──────── EXCERPTED TEXT ────────

When we are baptized by the living priesthood power into the Church of Jesus Christ of Latter-day Saints, men who hold the Melchezedek priesthood put their hands on our head and we are confirmed members of the church and are given a very special gift. I bet you know what it is. It is the gift of the Holy Ghost. This is a wonderful gift. It alone fills us with greater life and truth than we had before. Joseph Smith said that when he was given the Holy Ghost that he and Oliver were “filled with the Holy Ghost and rejoiced in the God of our salvation. Our minds being now enlightened, we began to have the scriptures laid open to our understandings, and the true meaning and intention of their more mysterious passages revealed unto us in a manner which we never could attain to previously.” The Holy Ghost is a wonderful companion who can help us in just about any way. He teaches truth to our souls. He can help us know when we have done wrong and right. He whispers to us. He gives us promptings.

────────

Please continue the text about the gift of the Holy Ghost, starting after its final sentence.

──────── PROVIDED DATA ────────

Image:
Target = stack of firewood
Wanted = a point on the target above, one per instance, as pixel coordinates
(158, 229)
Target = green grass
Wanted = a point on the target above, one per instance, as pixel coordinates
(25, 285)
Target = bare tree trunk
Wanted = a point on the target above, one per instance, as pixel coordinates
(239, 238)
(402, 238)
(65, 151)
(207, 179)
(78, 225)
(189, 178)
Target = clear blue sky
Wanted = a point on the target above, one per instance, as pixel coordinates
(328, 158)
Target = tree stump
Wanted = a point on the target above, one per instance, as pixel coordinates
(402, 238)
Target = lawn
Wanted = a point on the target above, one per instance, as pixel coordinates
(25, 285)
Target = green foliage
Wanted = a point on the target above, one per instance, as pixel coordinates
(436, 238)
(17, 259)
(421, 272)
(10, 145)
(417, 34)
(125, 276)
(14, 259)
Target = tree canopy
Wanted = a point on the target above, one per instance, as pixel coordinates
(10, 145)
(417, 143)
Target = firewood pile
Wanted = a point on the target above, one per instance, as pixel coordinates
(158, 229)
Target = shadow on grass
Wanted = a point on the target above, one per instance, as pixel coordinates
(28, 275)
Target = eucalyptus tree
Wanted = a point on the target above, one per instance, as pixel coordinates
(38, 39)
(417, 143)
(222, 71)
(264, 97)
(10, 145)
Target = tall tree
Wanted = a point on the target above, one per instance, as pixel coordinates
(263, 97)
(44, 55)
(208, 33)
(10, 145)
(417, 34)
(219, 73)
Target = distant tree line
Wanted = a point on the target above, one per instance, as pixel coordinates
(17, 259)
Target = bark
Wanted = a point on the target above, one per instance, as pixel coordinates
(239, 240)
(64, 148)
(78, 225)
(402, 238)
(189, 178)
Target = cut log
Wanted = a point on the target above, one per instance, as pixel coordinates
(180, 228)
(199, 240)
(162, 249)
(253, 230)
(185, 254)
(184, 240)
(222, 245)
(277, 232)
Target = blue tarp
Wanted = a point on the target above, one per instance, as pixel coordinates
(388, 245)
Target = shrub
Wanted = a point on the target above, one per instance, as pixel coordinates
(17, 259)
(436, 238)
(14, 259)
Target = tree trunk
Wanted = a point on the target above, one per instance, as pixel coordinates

────────

## OUTPUT FOR THIS TASK
I remember once as a young woman being home with my younger brother alone. He was 7 and I was 11. I had already received the Gift of the Holy Ghost. As the evening came upon us, my brother, Sam, suddenly had a migraine headache and was moaning and crying and walking around the house trying to cope with his great pain. I did not know what to do. I looked in the medicine cabinet, but I felt completely unauthorized to give any medicine to my brother. As I stared dismayed at the medicine, a voice came to my head and said, “You need to pray.” I took my brother into the living room with me, knelt with him, and prayed for him. Nothing happened. Again, I felt unsure what to do, but again I heard a voice. This time he said, “Not you. Him.” I told Sam that he was the sick one, so he needed to say the prayer. He could barely speak, he was so sick with his headache. All he was able to cry out was, “Heavenly Father!” Then he lay down on the carpet and fell asleep immediately. He slept through the night and was completely at peace until my parents returned. It was a miracle. And miracles are what come of Jesus Christ’s true and living church. The blessing of the gift of the Holy Ghost to children as young as 8 years-old entitled me, as I lived the commandments, to guidance no medical doctor could have given me when my brother was suffering. And the Holy Ghost can do that for all of us. The Holy Ghost gives wisdom, help, and peace beyond the capacity of any mortal, for He is a god. He knows Jesus Christ, the way back to heaven, and he leads us there.
I echo her closing testimony.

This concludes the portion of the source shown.